Start of Task material

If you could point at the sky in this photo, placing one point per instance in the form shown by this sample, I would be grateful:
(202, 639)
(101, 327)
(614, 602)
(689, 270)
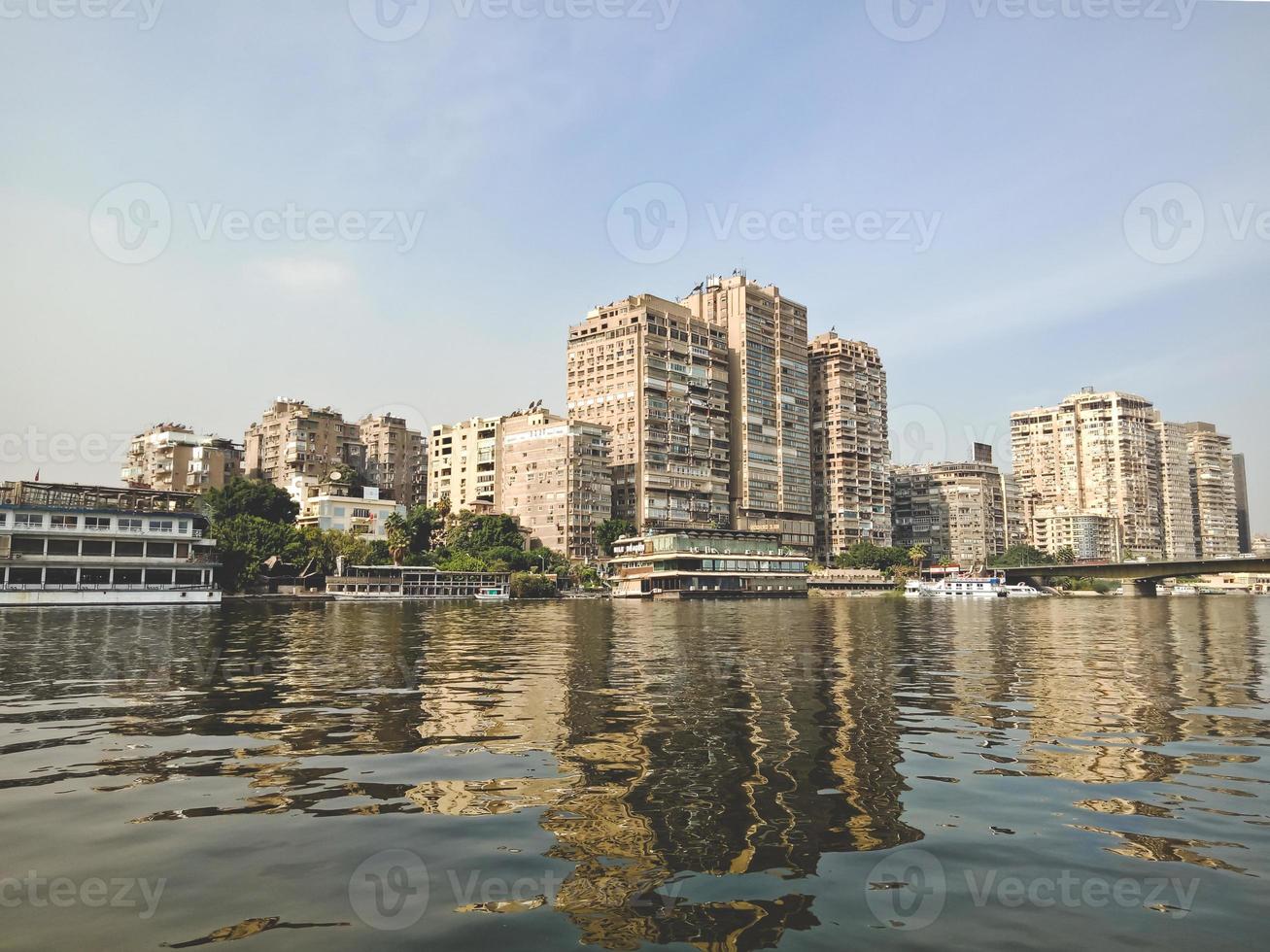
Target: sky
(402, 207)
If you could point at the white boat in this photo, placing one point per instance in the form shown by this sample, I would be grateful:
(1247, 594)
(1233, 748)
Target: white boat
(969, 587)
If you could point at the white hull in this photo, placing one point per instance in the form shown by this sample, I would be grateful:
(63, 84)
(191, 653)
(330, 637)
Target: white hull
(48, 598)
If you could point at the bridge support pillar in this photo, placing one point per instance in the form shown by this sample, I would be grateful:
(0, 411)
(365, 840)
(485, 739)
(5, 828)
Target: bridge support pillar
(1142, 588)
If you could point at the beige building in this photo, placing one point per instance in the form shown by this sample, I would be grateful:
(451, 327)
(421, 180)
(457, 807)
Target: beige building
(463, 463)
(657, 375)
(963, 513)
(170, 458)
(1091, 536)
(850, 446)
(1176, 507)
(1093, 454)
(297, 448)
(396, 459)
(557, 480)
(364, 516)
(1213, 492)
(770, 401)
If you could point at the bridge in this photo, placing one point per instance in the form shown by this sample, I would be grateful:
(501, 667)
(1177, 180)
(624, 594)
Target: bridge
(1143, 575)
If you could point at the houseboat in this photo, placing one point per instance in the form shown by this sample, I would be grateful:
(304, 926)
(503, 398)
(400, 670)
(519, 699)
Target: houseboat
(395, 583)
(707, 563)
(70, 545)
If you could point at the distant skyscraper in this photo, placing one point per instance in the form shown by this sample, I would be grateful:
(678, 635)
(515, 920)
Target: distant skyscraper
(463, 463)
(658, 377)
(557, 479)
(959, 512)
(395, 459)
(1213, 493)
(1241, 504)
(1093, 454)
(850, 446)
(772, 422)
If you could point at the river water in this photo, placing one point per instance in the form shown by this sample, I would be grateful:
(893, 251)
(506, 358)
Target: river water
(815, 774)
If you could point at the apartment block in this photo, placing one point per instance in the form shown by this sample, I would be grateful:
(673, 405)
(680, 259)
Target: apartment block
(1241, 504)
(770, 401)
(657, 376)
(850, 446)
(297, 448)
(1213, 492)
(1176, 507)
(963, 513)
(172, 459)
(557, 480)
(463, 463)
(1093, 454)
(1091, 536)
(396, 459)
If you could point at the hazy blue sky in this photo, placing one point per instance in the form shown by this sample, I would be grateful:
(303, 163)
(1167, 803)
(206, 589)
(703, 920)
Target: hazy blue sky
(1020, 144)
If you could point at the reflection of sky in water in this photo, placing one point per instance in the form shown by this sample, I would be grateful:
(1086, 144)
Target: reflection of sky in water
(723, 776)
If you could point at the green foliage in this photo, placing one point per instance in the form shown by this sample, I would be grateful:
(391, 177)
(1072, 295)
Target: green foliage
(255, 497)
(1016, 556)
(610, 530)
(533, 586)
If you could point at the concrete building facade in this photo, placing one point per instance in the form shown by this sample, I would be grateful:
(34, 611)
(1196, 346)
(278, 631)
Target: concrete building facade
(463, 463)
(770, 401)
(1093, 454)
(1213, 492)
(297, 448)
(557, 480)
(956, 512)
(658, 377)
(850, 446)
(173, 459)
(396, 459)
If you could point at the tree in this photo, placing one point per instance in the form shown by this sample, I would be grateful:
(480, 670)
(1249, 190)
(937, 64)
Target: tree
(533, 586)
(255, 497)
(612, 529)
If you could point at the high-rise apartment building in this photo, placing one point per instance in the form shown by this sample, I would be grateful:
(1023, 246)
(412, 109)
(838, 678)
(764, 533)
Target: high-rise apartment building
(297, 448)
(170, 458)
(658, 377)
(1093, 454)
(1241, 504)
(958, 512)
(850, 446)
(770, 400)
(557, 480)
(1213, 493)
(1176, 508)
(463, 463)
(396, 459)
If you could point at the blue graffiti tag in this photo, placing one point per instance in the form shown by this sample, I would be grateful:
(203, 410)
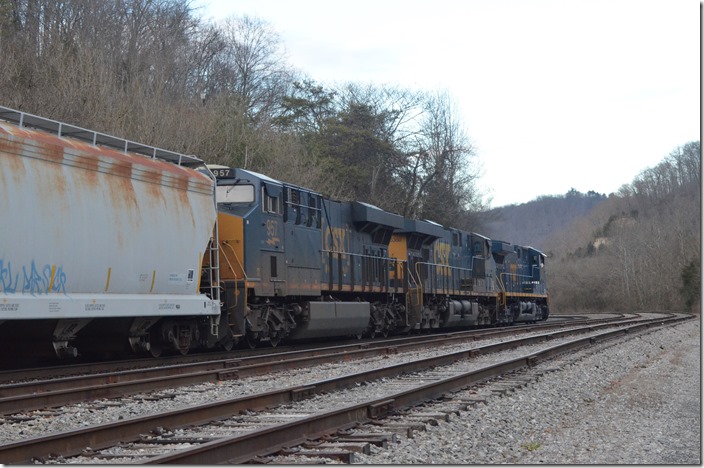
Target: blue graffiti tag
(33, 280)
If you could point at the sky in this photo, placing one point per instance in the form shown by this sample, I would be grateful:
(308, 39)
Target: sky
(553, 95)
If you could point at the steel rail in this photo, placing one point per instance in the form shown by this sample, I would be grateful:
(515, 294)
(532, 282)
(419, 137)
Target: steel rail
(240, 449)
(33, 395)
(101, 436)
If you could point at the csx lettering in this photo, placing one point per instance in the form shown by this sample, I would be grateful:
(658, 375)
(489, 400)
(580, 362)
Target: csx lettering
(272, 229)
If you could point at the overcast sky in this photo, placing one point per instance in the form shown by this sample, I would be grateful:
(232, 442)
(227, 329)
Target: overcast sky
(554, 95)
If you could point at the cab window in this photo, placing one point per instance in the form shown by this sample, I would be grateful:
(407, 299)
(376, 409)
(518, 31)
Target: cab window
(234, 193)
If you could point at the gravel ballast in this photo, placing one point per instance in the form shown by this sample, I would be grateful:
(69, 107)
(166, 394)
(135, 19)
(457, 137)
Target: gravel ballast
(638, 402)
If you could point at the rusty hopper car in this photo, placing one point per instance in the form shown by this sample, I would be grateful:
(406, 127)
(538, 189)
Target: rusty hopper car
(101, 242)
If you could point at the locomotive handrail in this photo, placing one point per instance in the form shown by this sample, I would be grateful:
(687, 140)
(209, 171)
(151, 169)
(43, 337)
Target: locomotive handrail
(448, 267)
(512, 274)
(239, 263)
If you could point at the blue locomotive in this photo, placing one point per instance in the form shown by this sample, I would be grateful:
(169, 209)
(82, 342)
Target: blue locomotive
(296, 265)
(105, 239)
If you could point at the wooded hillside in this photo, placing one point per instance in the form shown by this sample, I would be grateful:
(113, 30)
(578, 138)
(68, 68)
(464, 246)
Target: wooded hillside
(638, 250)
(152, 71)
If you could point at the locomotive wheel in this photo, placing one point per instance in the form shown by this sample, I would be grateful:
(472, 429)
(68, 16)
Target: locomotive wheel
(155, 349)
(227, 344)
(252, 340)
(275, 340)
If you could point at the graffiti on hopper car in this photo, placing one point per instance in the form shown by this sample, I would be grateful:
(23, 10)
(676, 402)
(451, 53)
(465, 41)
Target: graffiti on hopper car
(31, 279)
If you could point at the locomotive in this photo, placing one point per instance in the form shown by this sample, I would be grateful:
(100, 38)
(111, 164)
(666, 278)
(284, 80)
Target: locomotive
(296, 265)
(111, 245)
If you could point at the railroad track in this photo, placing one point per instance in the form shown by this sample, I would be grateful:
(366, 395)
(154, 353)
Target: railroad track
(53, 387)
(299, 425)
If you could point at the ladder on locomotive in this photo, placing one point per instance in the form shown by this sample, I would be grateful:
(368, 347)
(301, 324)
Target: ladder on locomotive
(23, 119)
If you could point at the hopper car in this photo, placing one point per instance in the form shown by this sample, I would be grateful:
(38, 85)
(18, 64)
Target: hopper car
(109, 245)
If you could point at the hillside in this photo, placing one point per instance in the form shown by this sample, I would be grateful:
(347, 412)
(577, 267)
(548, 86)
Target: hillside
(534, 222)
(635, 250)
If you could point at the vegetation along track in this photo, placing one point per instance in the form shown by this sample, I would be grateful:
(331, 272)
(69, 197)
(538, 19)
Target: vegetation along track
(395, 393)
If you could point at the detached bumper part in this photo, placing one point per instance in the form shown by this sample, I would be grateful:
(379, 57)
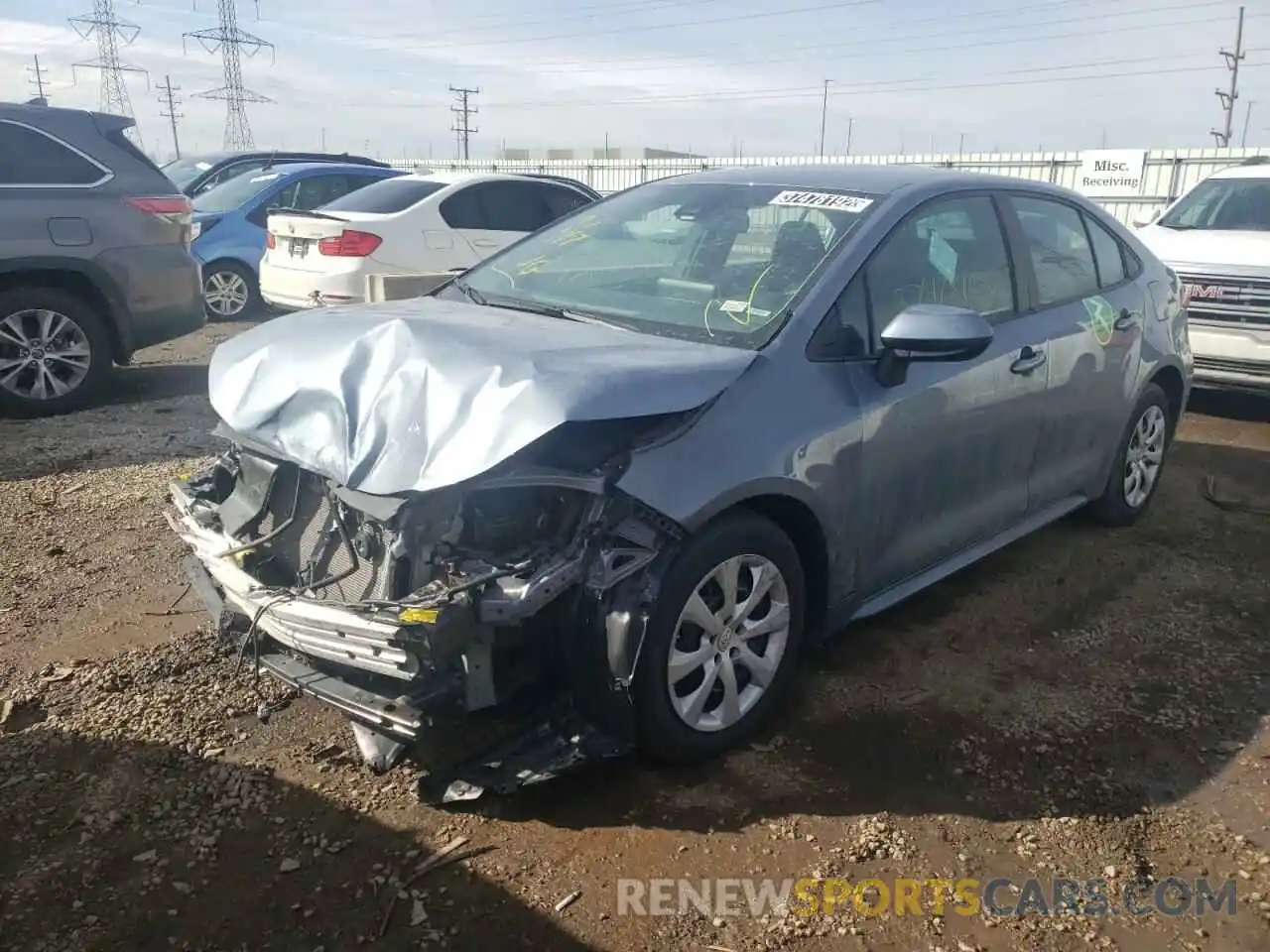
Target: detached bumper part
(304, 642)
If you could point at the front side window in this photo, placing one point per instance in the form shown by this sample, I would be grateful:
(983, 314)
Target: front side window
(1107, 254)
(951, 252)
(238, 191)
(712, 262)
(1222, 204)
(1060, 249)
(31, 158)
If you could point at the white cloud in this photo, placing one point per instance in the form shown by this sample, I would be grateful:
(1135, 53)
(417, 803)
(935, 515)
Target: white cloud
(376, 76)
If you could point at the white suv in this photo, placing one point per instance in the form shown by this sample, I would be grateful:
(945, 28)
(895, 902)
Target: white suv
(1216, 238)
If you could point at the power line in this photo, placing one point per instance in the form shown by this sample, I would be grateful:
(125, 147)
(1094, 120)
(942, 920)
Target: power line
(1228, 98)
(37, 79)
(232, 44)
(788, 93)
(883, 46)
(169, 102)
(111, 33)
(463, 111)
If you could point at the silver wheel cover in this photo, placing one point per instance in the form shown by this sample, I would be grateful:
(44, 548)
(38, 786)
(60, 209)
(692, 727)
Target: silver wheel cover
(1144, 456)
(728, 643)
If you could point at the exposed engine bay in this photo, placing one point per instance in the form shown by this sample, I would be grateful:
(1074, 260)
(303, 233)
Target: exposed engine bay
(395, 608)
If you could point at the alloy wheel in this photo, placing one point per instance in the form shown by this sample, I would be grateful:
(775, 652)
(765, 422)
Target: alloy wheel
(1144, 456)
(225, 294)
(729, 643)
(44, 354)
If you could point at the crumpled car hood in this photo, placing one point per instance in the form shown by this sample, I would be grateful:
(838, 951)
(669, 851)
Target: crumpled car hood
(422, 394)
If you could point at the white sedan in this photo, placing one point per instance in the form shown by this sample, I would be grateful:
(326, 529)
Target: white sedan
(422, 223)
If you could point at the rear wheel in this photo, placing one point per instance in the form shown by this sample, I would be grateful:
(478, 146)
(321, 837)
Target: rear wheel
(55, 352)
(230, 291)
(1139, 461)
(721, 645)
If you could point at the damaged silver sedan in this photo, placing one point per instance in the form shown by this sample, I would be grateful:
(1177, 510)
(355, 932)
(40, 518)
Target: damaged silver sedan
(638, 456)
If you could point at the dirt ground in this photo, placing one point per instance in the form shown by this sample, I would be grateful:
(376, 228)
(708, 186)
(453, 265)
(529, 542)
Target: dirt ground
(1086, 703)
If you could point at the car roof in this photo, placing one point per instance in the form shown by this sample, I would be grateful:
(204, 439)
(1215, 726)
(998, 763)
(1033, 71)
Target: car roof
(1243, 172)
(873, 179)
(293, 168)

End of Task material

Print, without any change, the line containing "Target: dirt ground" and each line after it to the end of the material.

Target: dirt ground
(1086, 703)
If you could point at the car roof in this photo, placing one point per instance in the form shown by this sample, I would be grateful:
(204, 439)
(1215, 726)
(998, 763)
(1033, 71)
Target: car roof
(1243, 172)
(873, 179)
(293, 168)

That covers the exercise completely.